Aim of the exercise = Turn every one of the records below into a Markdown table with two columns, Row and Line. Number the rows in order and leave out blank lines.

Dataset records =
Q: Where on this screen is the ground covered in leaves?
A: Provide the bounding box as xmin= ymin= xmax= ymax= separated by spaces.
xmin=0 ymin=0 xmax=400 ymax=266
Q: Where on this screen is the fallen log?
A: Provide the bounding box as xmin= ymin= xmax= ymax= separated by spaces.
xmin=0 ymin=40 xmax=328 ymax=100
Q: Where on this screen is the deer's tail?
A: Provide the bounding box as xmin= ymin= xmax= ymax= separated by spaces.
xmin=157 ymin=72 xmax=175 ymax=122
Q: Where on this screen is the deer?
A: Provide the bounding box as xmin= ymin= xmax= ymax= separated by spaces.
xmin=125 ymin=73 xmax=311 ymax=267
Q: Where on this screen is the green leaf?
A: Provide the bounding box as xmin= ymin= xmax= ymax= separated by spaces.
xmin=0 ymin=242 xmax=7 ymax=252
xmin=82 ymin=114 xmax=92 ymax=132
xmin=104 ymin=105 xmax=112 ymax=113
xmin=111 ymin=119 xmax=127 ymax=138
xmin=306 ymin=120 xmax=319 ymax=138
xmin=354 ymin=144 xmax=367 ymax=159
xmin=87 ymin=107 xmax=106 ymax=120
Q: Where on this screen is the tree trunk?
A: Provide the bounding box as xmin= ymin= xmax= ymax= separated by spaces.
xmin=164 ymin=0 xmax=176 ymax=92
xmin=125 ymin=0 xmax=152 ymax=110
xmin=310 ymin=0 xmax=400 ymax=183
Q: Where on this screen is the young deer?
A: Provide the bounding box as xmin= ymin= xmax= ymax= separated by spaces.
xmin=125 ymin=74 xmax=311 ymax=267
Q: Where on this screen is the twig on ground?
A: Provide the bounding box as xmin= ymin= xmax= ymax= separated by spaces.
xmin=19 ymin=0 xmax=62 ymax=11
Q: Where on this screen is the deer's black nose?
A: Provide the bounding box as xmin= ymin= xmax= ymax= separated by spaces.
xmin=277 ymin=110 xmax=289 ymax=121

The result =
| Row | Line |
|---|---|
| 1 | Q: Where on this screen is the ground covered in leaves? |
| 2 | A: Provide the bounding box as xmin= ymin= xmax= ymax= separated by spaces. |
| 3 | xmin=0 ymin=0 xmax=400 ymax=266 |
| 4 | Q: Where on this screen is the fallen log? |
| 5 | A: Provide the bounding box as xmin= ymin= xmax= ymax= separated by spaces. |
| 6 | xmin=0 ymin=40 xmax=328 ymax=100 |
| 7 | Q: Where on this screen is the deer's tail? |
| 8 | A: Provide the bounding box as xmin= ymin= xmax= ymax= separated by spaces. |
| 9 | xmin=157 ymin=72 xmax=175 ymax=122 |
| 10 | Q: Where on this screen is the deer? |
| 11 | A: Provide the bounding box as xmin= ymin= xmax= ymax= separated by spaces. |
| 12 | xmin=125 ymin=73 xmax=311 ymax=267 |
| 13 | Q: Where on this screen is the green leaf? |
| 14 | A: Provide the bounding box as xmin= ymin= xmax= ymax= separated by spaces. |
| 15 | xmin=0 ymin=242 xmax=7 ymax=252 |
| 16 | xmin=82 ymin=114 xmax=92 ymax=132 |
| 17 | xmin=104 ymin=105 xmax=112 ymax=113 |
| 18 | xmin=111 ymin=119 xmax=127 ymax=138 |
| 19 | xmin=306 ymin=120 xmax=319 ymax=138 |
| 20 | xmin=354 ymin=144 xmax=367 ymax=159 |
| 21 | xmin=87 ymin=107 xmax=106 ymax=120 |
| 22 | Q: Where on this screen is the tree trunk? |
| 23 | A: Provide the bounding box as xmin= ymin= xmax= ymax= separated by spaces. |
| 24 | xmin=164 ymin=0 xmax=176 ymax=92 |
| 25 | xmin=125 ymin=0 xmax=152 ymax=110 |
| 26 | xmin=310 ymin=0 xmax=400 ymax=183 |
| 27 | Q: Where on this screen is the young deer? |
| 28 | A: Provide the bounding box as xmin= ymin= xmax= ymax= separated by spaces. |
| 29 | xmin=125 ymin=74 xmax=311 ymax=267 |
| 30 | Q: Where on this screen is the twig on ground? |
| 31 | A: Provide the bounding box as xmin= ymin= xmax= ymax= separated by spaces. |
| 32 | xmin=19 ymin=0 xmax=62 ymax=11 |
| 33 | Q: Where on this screen is the deer's black nose? |
| 34 | A: Provide the bounding box as xmin= ymin= xmax= ymax= separated by spaces. |
| 35 | xmin=277 ymin=110 xmax=289 ymax=121 |